▶ Written task: Write out the entries below as a numbered list, leaving out blank lines and the pictures.

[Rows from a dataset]
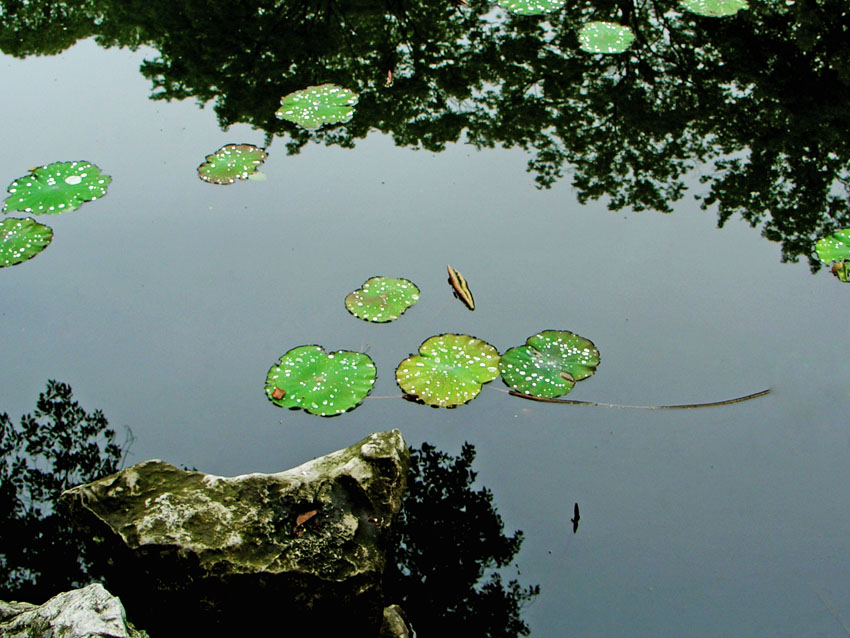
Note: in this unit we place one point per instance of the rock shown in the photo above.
(395, 623)
(90, 612)
(251, 553)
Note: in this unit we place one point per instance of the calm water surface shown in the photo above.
(166, 302)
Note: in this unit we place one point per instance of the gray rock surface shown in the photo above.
(90, 612)
(258, 552)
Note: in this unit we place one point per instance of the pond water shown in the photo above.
(166, 302)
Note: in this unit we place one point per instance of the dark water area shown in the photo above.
(165, 302)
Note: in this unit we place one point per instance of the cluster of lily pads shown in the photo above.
(310, 108)
(448, 370)
(46, 190)
(835, 250)
(609, 37)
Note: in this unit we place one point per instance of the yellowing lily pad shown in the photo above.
(449, 370)
(549, 364)
(382, 299)
(56, 188)
(321, 383)
(22, 239)
(232, 162)
(316, 106)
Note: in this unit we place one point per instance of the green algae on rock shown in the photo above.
(241, 551)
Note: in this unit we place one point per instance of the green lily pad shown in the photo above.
(714, 8)
(549, 364)
(835, 247)
(605, 37)
(56, 187)
(321, 383)
(232, 162)
(449, 370)
(318, 105)
(382, 299)
(532, 7)
(22, 239)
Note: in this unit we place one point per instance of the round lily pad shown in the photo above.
(835, 247)
(56, 187)
(321, 383)
(532, 7)
(449, 370)
(318, 105)
(549, 364)
(382, 299)
(605, 37)
(714, 8)
(232, 162)
(22, 239)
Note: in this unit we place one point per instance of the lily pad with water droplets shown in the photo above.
(549, 364)
(714, 8)
(318, 105)
(835, 247)
(56, 187)
(605, 37)
(232, 162)
(22, 239)
(532, 7)
(321, 383)
(449, 370)
(382, 299)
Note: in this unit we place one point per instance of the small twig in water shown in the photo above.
(686, 406)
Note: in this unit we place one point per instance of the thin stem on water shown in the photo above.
(685, 406)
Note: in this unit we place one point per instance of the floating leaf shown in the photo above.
(549, 364)
(318, 105)
(714, 8)
(605, 37)
(56, 187)
(449, 370)
(532, 7)
(321, 383)
(835, 247)
(22, 239)
(460, 288)
(232, 162)
(382, 299)
(841, 269)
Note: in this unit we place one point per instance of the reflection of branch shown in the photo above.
(686, 406)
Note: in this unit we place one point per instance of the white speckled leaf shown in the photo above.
(549, 364)
(316, 106)
(605, 37)
(321, 383)
(532, 7)
(56, 188)
(382, 299)
(449, 370)
(232, 162)
(714, 8)
(22, 239)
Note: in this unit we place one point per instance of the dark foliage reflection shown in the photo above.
(760, 97)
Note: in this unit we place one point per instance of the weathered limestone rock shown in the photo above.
(258, 552)
(90, 612)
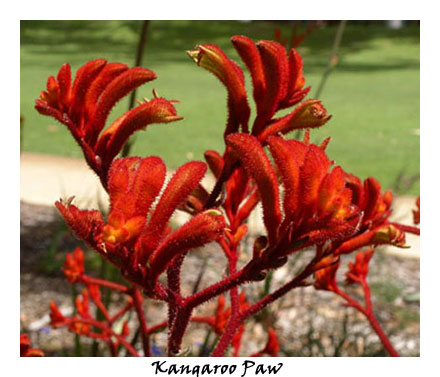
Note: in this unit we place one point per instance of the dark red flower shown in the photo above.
(73, 266)
(84, 106)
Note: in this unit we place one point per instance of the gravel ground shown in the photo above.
(308, 322)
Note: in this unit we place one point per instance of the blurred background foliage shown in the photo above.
(373, 93)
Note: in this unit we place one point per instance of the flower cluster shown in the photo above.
(308, 202)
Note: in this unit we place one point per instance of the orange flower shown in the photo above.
(278, 83)
(358, 270)
(73, 266)
(84, 106)
(25, 348)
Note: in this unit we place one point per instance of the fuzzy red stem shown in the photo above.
(104, 283)
(233, 325)
(407, 228)
(368, 313)
(215, 289)
(120, 313)
(107, 330)
(137, 300)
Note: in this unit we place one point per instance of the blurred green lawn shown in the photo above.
(374, 93)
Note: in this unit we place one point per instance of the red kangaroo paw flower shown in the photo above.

▶ Final result:
1. Note: in this unit we place one point per instance of the rock shown in the photo above.
2. (395, 623)
3. (90, 612)
4. (251, 553)
5. Note: in this unit we place one point per instance of the calm water surface shown in the photo above.
6. (166, 302)
7. Note: in this unit we place one point per instance of the gray rock surface shown in the photo above.
8. (90, 612)
9. (258, 552)
10. Note: in this unit we place one point per instance of the pond water shown in the photo above.
11. (166, 302)
12. Note: in this unit we place one point per instance of the dark water area shown in the photo above.
13. (165, 302)
14. Note: in this unit we place one point per instance of the cluster of lily pads shown in the photo above.
15. (310, 108)
16. (448, 370)
17. (46, 190)
18. (835, 250)
19. (609, 37)
20. Note: in this unit we place one point per instance of the yellowing lily pad shown in the photo above.
21. (449, 370)
22. (549, 364)
23. (382, 299)
24. (56, 188)
25. (321, 383)
26. (22, 239)
27. (232, 162)
28. (316, 106)
29. Note: in this unit we place one point per instance of the green algae on rock shown in the photo above.
30. (241, 551)
31. Note: in this unit we place one point per instance of the green lily pad shown in the photo above.
32. (714, 8)
33. (549, 364)
34. (835, 247)
35. (605, 37)
36. (56, 187)
37. (321, 383)
38. (232, 162)
39. (449, 370)
40. (318, 105)
41. (382, 299)
42. (532, 7)
43. (22, 239)
44. Note: in this unit we place one point per instance of the round lily pad shown in the photo above.
45. (835, 247)
46. (56, 187)
47. (321, 383)
48. (532, 7)
49. (449, 370)
50. (318, 105)
51. (549, 364)
52. (382, 299)
53. (605, 37)
54. (714, 8)
55. (232, 162)
56. (22, 239)
57. Note: in this unit we place one point per instance of the lily pad with water droplets shown in the photo above.
58. (549, 364)
59. (714, 8)
60. (318, 105)
61. (835, 247)
62. (56, 187)
63. (605, 37)
64. (232, 162)
65. (22, 239)
66. (532, 7)
67. (321, 383)
68. (449, 370)
69. (382, 299)
70. Note: in this unit we place one point per instance of the small twig in water shown in the photo above.
71. (686, 406)
72. Note: in this unit we place one point per instance of the thin stem on water shown in the photo above.
73. (685, 406)
74. Note: in this unit we place one point per instance of the floating leaf shown in the photo above.
75. (549, 364)
76. (318, 105)
77. (714, 8)
78. (605, 37)
79. (56, 187)
80. (449, 370)
81. (532, 7)
82. (321, 383)
83. (835, 247)
84. (22, 239)
85. (460, 288)
86. (232, 162)
87. (382, 299)
88. (841, 269)
89. Note: in this unit we place one point per instance of the reflection of branch shown in the photo above.
90. (686, 406)
91. Note: in this unit we place one point per instance of the white speckled leaf shown in the photo above.
92. (549, 364)
93. (316, 106)
94. (605, 37)
95. (321, 383)
96. (532, 7)
97. (56, 188)
98. (382, 299)
99. (449, 370)
100. (232, 162)
101. (714, 8)
102. (22, 239)
103. Note: in this unit we place one point per instance of the dark foliage reflection shown in the photo above.
104. (760, 97)
105. Note: in this unit we place one point per instance of the weathered limestone rock shown in the photo above.
106. (258, 552)
107. (90, 612)
108. Note: in this unit we place one point per instance of the dark red flower shown in the photo above.
109. (73, 266)
110. (84, 106)
111. Note: in this unit we place one point per instance of the gravel ground shown in the photo above.
112. (308, 322)
113. Note: in this unit we place one point per instance of the blurred background foliage shown in the photo above.
114. (373, 93)
115. Note: in this unit we place one point per instance of the flower cluster shown in the photo above.
116. (308, 202)
117. Note: in this unit we place one point per instance of the orange flower shown in the photo above.
118. (278, 83)
119. (358, 270)
120. (73, 266)
121. (84, 106)
122. (25, 348)
123. Note: in this unit we place one point per instance of the fuzzy red stem shown in the photo above.
124. (104, 283)
125. (233, 325)
126. (407, 228)
127. (368, 313)
128. (215, 289)
129. (120, 313)
130. (107, 330)
131. (137, 300)
132. Note: in this unit we place one point per instance of the blurred green lawn shown in the photo above.
133. (374, 93)
134. Note: in this unit we place one point per instance of the red kangaroo paw flower shown in the photo above.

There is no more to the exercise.